**Task:** Collect from the data below each line with "hiker".

★ ★ ★

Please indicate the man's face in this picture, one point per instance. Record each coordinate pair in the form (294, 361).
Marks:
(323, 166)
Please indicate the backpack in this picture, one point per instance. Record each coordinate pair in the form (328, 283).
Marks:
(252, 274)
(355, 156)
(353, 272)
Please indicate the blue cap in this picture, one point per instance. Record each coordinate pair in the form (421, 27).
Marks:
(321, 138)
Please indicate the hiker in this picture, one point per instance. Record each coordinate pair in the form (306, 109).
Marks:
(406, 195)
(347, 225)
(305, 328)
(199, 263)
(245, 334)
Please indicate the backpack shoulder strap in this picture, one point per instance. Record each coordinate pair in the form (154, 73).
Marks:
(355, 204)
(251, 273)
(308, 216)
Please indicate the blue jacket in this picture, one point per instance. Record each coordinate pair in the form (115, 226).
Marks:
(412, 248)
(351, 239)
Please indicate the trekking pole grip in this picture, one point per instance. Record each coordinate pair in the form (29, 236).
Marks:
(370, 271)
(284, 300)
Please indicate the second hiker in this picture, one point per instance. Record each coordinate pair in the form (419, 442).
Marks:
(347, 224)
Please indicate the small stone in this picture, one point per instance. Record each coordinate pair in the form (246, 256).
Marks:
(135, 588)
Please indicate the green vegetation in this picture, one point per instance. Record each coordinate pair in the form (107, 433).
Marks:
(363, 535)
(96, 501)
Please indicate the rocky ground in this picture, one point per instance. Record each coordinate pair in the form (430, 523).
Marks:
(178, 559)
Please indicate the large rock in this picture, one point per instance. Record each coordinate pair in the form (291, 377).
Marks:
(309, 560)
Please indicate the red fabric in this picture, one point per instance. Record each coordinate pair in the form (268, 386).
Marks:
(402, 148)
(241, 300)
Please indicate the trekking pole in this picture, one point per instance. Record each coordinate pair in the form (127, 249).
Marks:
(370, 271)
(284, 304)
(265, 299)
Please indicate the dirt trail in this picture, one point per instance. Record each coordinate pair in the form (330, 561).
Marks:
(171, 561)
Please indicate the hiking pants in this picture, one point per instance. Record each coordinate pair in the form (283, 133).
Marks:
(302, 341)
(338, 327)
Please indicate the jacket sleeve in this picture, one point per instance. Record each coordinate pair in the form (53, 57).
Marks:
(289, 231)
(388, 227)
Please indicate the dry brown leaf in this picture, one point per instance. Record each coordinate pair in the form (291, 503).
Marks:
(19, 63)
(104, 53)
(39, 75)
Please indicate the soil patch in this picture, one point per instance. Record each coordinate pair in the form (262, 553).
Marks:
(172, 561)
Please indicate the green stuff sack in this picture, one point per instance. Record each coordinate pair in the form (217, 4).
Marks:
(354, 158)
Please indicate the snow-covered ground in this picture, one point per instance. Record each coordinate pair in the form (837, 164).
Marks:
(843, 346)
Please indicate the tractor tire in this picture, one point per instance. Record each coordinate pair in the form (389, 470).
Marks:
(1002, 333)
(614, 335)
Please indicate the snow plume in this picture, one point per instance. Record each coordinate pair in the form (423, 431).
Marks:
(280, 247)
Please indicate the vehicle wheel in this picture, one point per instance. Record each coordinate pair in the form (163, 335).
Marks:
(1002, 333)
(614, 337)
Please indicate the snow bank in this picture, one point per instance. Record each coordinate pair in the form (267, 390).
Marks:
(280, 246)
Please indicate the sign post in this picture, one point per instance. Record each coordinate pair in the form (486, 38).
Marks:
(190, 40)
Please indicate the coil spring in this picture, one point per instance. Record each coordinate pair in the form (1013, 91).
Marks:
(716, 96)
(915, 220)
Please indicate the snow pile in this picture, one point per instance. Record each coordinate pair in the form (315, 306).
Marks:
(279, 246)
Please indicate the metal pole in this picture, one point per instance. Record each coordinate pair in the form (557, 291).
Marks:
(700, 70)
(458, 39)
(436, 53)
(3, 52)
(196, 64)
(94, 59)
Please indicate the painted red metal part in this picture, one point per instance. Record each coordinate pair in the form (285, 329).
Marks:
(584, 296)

★ ★ ★

**Exercise response:**
Please indicate the hiker in this picture, one point per instance. Record each coordinate pair in the form (306, 109).
Please indicate the second hiker in this picture, one point per instance. Record each coordinate pair in the form (419, 442).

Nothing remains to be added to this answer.